(Stored entries)
* Start *

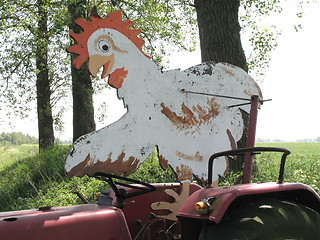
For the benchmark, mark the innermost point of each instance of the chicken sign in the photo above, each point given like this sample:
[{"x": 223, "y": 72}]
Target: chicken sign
[{"x": 178, "y": 112}]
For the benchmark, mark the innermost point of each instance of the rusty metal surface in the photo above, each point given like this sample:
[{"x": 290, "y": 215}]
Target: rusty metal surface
[{"x": 162, "y": 112}]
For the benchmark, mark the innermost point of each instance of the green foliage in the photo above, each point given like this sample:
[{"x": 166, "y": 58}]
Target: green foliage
[
  {"x": 31, "y": 180},
  {"x": 302, "y": 165},
  {"x": 16, "y": 138}
]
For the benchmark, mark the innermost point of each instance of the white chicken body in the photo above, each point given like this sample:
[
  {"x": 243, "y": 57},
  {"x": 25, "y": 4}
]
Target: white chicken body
[{"x": 166, "y": 110}]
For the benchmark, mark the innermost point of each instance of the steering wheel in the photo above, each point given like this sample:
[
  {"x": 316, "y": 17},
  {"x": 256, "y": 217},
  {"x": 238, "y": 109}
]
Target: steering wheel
[{"x": 121, "y": 193}]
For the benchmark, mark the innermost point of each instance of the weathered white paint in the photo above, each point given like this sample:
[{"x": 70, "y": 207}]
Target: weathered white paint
[{"x": 148, "y": 94}]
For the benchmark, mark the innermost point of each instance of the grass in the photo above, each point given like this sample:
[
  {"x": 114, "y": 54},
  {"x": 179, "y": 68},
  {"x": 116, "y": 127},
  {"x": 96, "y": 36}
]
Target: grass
[
  {"x": 302, "y": 165},
  {"x": 29, "y": 180}
]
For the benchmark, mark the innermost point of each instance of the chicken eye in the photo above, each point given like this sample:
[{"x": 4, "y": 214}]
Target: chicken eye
[{"x": 104, "y": 45}]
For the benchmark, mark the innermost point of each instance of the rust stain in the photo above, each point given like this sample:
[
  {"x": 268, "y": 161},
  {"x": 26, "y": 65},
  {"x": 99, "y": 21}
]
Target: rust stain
[
  {"x": 231, "y": 139},
  {"x": 118, "y": 167},
  {"x": 184, "y": 173},
  {"x": 196, "y": 157},
  {"x": 163, "y": 162},
  {"x": 189, "y": 119}
]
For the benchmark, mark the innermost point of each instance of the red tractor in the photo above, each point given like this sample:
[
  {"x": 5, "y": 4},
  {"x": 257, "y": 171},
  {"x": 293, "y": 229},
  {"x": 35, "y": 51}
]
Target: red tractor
[{"x": 191, "y": 118}]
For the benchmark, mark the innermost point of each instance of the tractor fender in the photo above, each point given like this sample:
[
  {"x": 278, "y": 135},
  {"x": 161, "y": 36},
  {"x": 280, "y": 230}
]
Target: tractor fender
[
  {"x": 81, "y": 222},
  {"x": 221, "y": 198}
]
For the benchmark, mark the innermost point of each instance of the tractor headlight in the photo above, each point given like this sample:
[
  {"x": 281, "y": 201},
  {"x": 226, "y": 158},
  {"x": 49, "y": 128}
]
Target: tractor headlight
[{"x": 203, "y": 207}]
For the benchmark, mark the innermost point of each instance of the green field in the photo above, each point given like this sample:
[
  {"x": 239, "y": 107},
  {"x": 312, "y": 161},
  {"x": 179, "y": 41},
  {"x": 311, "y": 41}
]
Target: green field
[{"x": 30, "y": 180}]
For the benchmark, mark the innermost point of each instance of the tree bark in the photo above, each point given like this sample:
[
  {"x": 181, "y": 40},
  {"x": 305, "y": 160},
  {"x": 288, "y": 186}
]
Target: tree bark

* End *

WHAT YOU WILL DO →
Quote each line of the listing exactly, but leave the pictures out.

WRITTEN ANSWER →
For the benchmark, mark the innermost point of each instance of the chicken sign in the photo above, each point given like this sample:
[{"x": 223, "y": 72}]
Target: chicken sign
[{"x": 178, "y": 112}]
For the benchmark, mark the innermost point of each instance of the rusty metal surface in the photo above, each point given like this sample:
[{"x": 290, "y": 215}]
Target: rusty metal surface
[{"x": 162, "y": 112}]
For the benchmark, mark the innermost point of each instance of the green foliage in the photo above, each point given like this sample:
[{"x": 166, "y": 58}]
Target: green foliage
[
  {"x": 31, "y": 180},
  {"x": 302, "y": 165},
  {"x": 16, "y": 138}
]
For the benchmark, mark the innermost point of each instance of the white chicken body in the photo above, each point given like this sample:
[
  {"x": 243, "y": 57},
  {"x": 25, "y": 4}
]
Target: white chicken body
[{"x": 166, "y": 110}]
For the benchmark, mark the innermost point of each instance of the steering wheel in the photo above, each point given like this sample:
[
  {"x": 316, "y": 17},
  {"x": 256, "y": 217},
  {"x": 238, "y": 109}
]
Target: steering wheel
[{"x": 121, "y": 193}]
For the benchmark, mark the innermost point of each instance of the weathered white paint in the photo above, each point given like this sample:
[{"x": 70, "y": 207}]
Target: weathered white paint
[{"x": 148, "y": 94}]
For the benchmark, mark the innermost point of each instance of the grass in the photo above, each point given like this sample:
[
  {"x": 114, "y": 54},
  {"x": 179, "y": 68},
  {"x": 116, "y": 127},
  {"x": 96, "y": 36}
]
Target: grass
[
  {"x": 302, "y": 165},
  {"x": 29, "y": 180}
]
For the benchmark, mark the innermost point of each instance of the chicken eye in the photo above, each point given like this sample:
[{"x": 4, "y": 214}]
Target: chicken eye
[{"x": 104, "y": 45}]
For the benchmark, mark the innermost point of each instance of the rust stain in the photo above, each point given like this sample:
[
  {"x": 268, "y": 161},
  {"x": 26, "y": 65},
  {"x": 99, "y": 21}
]
Target: rust stain
[
  {"x": 231, "y": 139},
  {"x": 118, "y": 167},
  {"x": 184, "y": 173},
  {"x": 196, "y": 157},
  {"x": 163, "y": 162},
  {"x": 189, "y": 119}
]
For the benchmark, mark the innermost point of each instance of the red tractor in the photo above, each point given like this sample:
[
  {"x": 5, "y": 4},
  {"x": 257, "y": 171},
  {"x": 293, "y": 229},
  {"x": 35, "y": 51}
]
Target: red tractor
[{"x": 191, "y": 118}]
For the benchmark, mark the innermost point of each instance of the tractor fender in the photo above, each point given like this sample:
[
  {"x": 278, "y": 135},
  {"x": 161, "y": 36},
  {"x": 280, "y": 230}
]
Target: tractor fender
[
  {"x": 81, "y": 222},
  {"x": 221, "y": 198}
]
For the benchmark, mark the innermost point of each instance of the tractor headlight in the photo above, each point given like this sample:
[
  {"x": 281, "y": 201},
  {"x": 226, "y": 158},
  {"x": 49, "y": 128}
]
Target: tractor headlight
[{"x": 203, "y": 207}]
For the benchmark, mark the innermost point of each instance of the green field in the photo above, each point given like this sample:
[
  {"x": 239, "y": 107},
  {"x": 312, "y": 161},
  {"x": 179, "y": 41},
  {"x": 311, "y": 41}
]
Target: green field
[{"x": 30, "y": 180}]
For the benchmark, mark the innermost point of each instance of the tree bark in the photo above, each point given like this sample:
[
  {"x": 181, "y": 40},
  {"x": 305, "y": 160},
  {"x": 288, "y": 186}
]
Target: tree bark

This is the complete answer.